§ **TEXT SEGMENT**
⁂
Using tarot for someones feelings about you

learningTarot

When you pose a question to the tarot- say for example you ask "What does this person feel about me right now" and pick a card- isn't there the possibility that the reading may not be very accurate. What if they are not feeling anything about you and haven't thought of you in ages. You might still pick up a card and come to conclusions about this persons feelings. Or say that person does not want their feelings revealed and hence the tarot cannot give answers. Is it possible that when we pick a card about what someone feels for you, we subconsciously pick a card which actually is what we think that other person feels for us and not really what they feel. What do you guys think? How have your readings been for how someone feels about you?
 

nisaba

I don't read for someone's feelings about me: if I'm curious, I'll just ask. Or look very carefully at their body-language.

I do however read for other people, much more often than I read for myself. That being the case, I don't really care one way or the other how someone feels about them: I met them two minutes ago and I may never see them again, so I don't have feelings about my clients or the people they are (or are not) involved with, yet I get them valid answers, according to those who come back for follow-up readings or who refer their friends to me. Those answers are not what I want to believe, I simply don't care all that much.
 

LeFou

What if they are not feeling anything about you and haven't thought of you in ages.
⁂
§ **TASK INSTRUCTIONS**
Reproduce the tarot forum thread word for word, between "I don't read" and "all that much.", inclusive.
⁂
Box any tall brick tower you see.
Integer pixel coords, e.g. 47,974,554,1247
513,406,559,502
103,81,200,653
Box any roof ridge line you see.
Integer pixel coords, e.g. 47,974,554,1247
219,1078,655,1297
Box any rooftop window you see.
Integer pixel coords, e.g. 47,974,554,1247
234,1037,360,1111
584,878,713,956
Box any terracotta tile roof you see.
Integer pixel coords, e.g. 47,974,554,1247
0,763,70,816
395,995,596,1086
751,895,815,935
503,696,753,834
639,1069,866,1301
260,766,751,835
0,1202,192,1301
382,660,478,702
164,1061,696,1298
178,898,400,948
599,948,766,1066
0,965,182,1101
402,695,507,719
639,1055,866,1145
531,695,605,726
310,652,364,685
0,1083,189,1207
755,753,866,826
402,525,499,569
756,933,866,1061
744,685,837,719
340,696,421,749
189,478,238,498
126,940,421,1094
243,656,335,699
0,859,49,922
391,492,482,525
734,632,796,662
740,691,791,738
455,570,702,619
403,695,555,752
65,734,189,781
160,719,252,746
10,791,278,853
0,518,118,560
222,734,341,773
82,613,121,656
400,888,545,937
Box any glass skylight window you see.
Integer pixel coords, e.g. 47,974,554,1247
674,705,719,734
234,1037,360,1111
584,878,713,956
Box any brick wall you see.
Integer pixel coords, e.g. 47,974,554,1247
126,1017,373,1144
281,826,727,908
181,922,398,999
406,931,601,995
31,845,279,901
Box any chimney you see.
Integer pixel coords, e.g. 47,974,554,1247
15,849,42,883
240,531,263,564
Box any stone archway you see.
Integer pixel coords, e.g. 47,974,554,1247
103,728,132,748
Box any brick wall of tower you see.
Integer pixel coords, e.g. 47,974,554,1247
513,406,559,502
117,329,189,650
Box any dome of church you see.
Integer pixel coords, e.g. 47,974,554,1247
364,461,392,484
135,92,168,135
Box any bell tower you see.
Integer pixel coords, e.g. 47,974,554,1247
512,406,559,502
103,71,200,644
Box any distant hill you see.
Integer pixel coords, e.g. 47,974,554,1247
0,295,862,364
⁂
§ **CORRECT RESPONSE**
I don't read for someone's feelings about me: if I'm curious, I'll just ask. Or look very carefully at their body-language.

I do however read for other people, much more often than I read for myself. That being the case, I don't really care one way or the other how someone feels about them: I met them two minutes ago and I may never see them again, so I don't have feelings about my clients or the people they are (or are not) involved with, yet I get them valid answers, according to those who come back for follow-up readings or who refer their friends to me. Those answers are not what I want to believe, I simply don't care all that much.